The request -
Please rewrite the records with "Place a dot" changed to "Put a point" and everything else left the same.

Data for this task -

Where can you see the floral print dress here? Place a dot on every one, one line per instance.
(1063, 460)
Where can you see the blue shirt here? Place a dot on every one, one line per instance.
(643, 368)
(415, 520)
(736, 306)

Full solution -
Where can you see the floral print dress here? Put a point on every one, one line per instance.
(1063, 460)
Where can you see the blue shirt here? Put a point on every one, one line per instance.
(643, 368)
(415, 520)
(736, 306)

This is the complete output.